- GIVEN PASSAGE
What I Wish I Could Tell the Woman Still in the Battle

 What I Wish I Could Tell the Woman Still in the Battle?

I feel like this is one of the most powerful questions I ever get, and honestly, I don’t think most people are ready for the real answer.

Cancer filled me with rage.
The kind that keeps you up at night asking, Why me? What did I do — in this life or the last — to deserve something so horrible?
Am I really that bad of a person?
Am I everything cruel people have ever said I was?

If I could go back to that young girl, I wouldn’t lecture her or try to fix her. I’d just sit with her. Listen. Lay beside her in the quiet.

There’s nothing anyone could do to take away the pain of treatment — nothing. But I’ll tell you this: the battle doesn’t end when chemo stops. If you’re reading this and think the fight is over… you’re dead wrong. The battle changes, but it never really ends.

If I could speak to her, I’d tell her:
You’re right — it does feel like no one cares.
You’re right — it feels impossibly lonely.
And I’m so sorry it hurts like this.
But, baby girl, you will make it through.

You’ll get to watch your son grow. You’ll get married. You’ll buy two cars, and one of them’s a Tesla. (You don’t even know what that is yet, but trust me, you’ll love it.) Conor’s wrestling, doing amazing, and your baby’s going to be just fine. You’ll rebuild an incredible co-parenting relationship with your son’s dad, his wife, and their kids. Life won’t look like what you imagined, but it will still be beautiful.

Rhianna, people will talk. They’ll misunderstand. Some of the people you love most won’t show up for you — not now, maybe not ever. You’ll have hard conversations that never land. And when you choose life-saving treatment, some will tell you you made the wrong choice. But remember, they weren’t there. They didn’t see the scans. They didn’t hear the statistics. They didn’t feel what it meant to fight for your life.

You did.
You were there.
You chose to stay earthside, for your son, for your marriage, for your purpose.
Don’t waste time trying to convince anyone else why. You did what you had to do to live.

I won’t tell you who you’ll marry, but I’ll tell you this: he’ll surprise you in the best possible way. He’ll be kind. Gentle. The most understanding soul you’ve ever known.

I wish I could say that five years later, life goes back to normal, but it doesn’t. It never will. And that’s okay. It’s okay to want new things, to try new things, to dream different dreams than before.

You may not get back everything you once wanted, but you’ll gain something deeper, an entirely new understanding of people, purpose, and grace. Let it change you. Let it move you. Don’t waste your strength fighting every battle. Save it for the ones that truly matter.

I love you, Rhianna, the woman you are, the woman you’re becoming. Not everyone will see it, but the ones who matter will.

Let your light shine.
And don’t let the ones who don’t matter dim it.

- DATASET CONTENT
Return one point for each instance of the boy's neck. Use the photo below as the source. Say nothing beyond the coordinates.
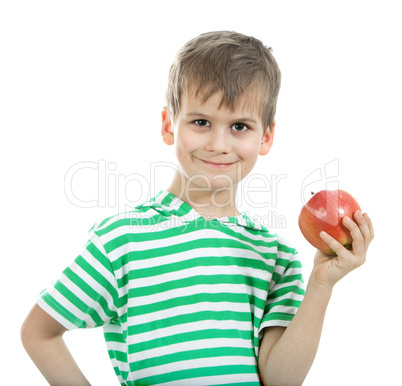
(208, 203)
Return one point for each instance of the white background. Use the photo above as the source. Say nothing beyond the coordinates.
(82, 82)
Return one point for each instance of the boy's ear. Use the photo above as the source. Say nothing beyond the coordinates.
(167, 128)
(267, 140)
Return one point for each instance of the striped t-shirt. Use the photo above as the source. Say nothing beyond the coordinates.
(182, 300)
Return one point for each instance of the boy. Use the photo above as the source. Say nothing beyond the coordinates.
(188, 290)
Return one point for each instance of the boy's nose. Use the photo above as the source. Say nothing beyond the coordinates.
(218, 142)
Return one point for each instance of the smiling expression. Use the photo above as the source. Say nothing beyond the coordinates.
(216, 147)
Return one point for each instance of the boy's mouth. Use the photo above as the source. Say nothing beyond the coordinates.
(217, 164)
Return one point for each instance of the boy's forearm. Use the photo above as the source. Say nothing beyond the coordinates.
(54, 361)
(292, 356)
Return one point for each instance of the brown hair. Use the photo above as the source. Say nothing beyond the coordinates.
(227, 62)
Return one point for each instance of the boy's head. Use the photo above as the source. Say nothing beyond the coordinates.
(230, 63)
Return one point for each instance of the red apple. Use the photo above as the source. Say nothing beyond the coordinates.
(324, 212)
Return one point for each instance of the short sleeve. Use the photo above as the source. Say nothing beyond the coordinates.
(286, 291)
(85, 295)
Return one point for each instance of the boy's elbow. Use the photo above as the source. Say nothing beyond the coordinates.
(38, 326)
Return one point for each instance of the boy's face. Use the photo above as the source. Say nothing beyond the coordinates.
(215, 147)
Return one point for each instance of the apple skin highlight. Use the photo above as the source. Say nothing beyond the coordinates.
(324, 212)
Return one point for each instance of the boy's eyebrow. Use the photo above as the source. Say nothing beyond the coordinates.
(201, 115)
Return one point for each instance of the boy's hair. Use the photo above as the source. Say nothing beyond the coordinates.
(227, 62)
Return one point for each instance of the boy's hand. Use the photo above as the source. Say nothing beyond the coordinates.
(329, 270)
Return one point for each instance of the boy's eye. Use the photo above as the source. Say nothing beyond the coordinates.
(239, 127)
(202, 122)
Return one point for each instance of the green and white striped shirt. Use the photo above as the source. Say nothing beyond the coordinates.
(182, 300)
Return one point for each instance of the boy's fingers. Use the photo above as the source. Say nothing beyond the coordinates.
(363, 224)
(336, 246)
(356, 233)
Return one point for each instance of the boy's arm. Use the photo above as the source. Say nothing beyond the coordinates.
(42, 337)
(286, 354)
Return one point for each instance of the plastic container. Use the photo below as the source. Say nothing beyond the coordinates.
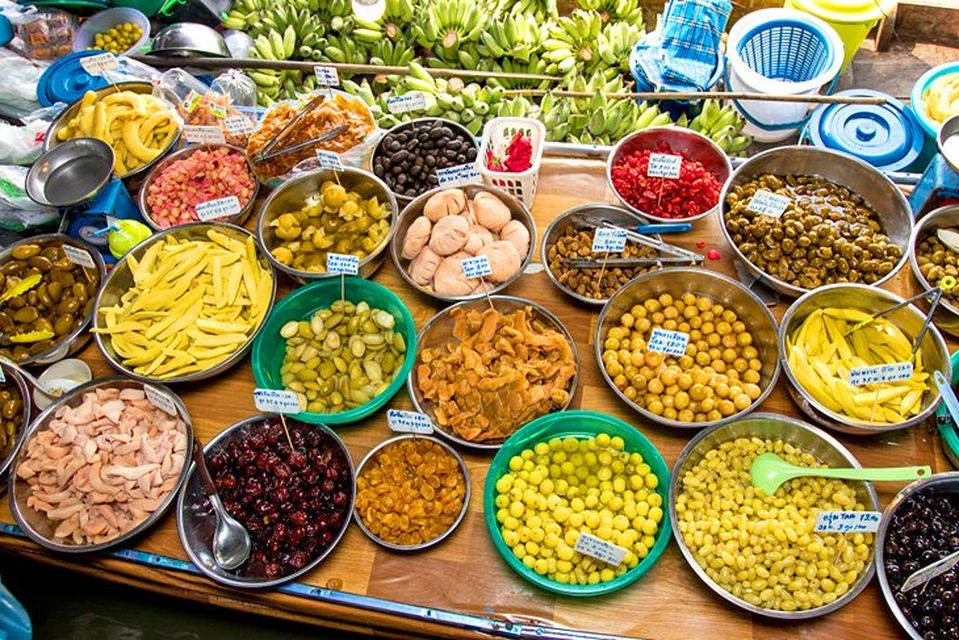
(579, 424)
(780, 51)
(270, 348)
(852, 19)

- ACTIVITIES
1) Answer these questions from the piece about life after cancer:
(a) What make is one of the two cars the writer says will be bought?
(b) What sport is Conor doing?
(c) According to the writer, what happens to the battle when chemo stops?
2) Reproduce word for word the part of the piece about life after cancer between "There’s nothing anyone" and "feels impossibly lonely.", inclusive.
The records have no connection to the text.

- RESULTS IN ORDER
1)
(a) A Tesla.
(b) Wrestling.
(c) It changes, but it never really ends.

2)
There’s nothing anyone could do to take away the pain of treatment — nothing. But I’ll tell you this: the battle doesn’t end when chemo stops. If you’re reading this and think the fight is over… you’re dead wrong. The battle changes, but it never really ends.

If I could speak to her, I’d tell her:
You’re right — it does feel like no one cares.
You’re right — it feels impossibly lonely.